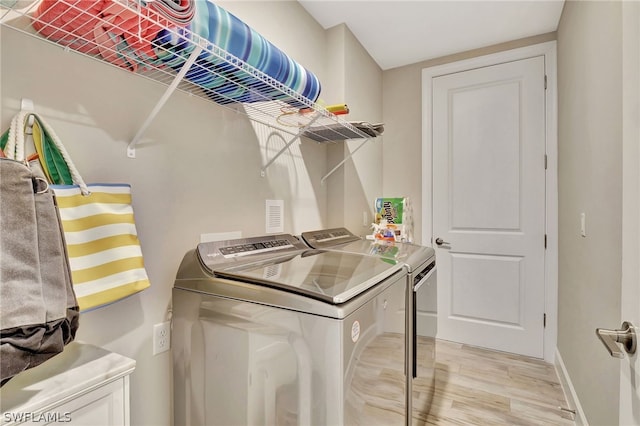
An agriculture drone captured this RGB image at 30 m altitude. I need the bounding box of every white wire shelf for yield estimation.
[0,0,378,182]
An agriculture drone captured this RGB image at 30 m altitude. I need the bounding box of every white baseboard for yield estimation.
[554,348,589,426]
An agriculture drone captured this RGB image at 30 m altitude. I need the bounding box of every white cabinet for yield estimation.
[0,342,136,426]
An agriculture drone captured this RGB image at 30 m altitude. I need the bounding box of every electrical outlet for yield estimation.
[153,321,171,355]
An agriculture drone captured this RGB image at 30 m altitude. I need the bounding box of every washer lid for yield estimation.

---*---

REQUEST | Convert every line of the items above into a numbered list, skipping any blank lines. Leave the pictures out of the list.

SOLUTION FOR THIS EXERCISE |
1. An agriculture drone captured this RGB image at 30 m altitude. I need the bounding box of every white wire shelf for yield estimation.
2. [0,0,378,182]
3. An agriculture drone captured this RGB image at 30 m altitude. I need the bounding box of every white baseboard for yield estimation.
4. [554,348,589,426]
5. An agriculture drone captured this RGB image at 30 m altitude. I need the bounding box of every white cabinet for yield estimation.
6. [0,342,136,426]
7. An agriculture drone captured this RGB image at 30 m altitude. I need the bounding box of every electrical outlet for yield estimation.
8. [153,321,171,355]
9. An agriculture drone captured this RGB image at 30 m altitude. I need the bounding box of every washer lid for yield estimation.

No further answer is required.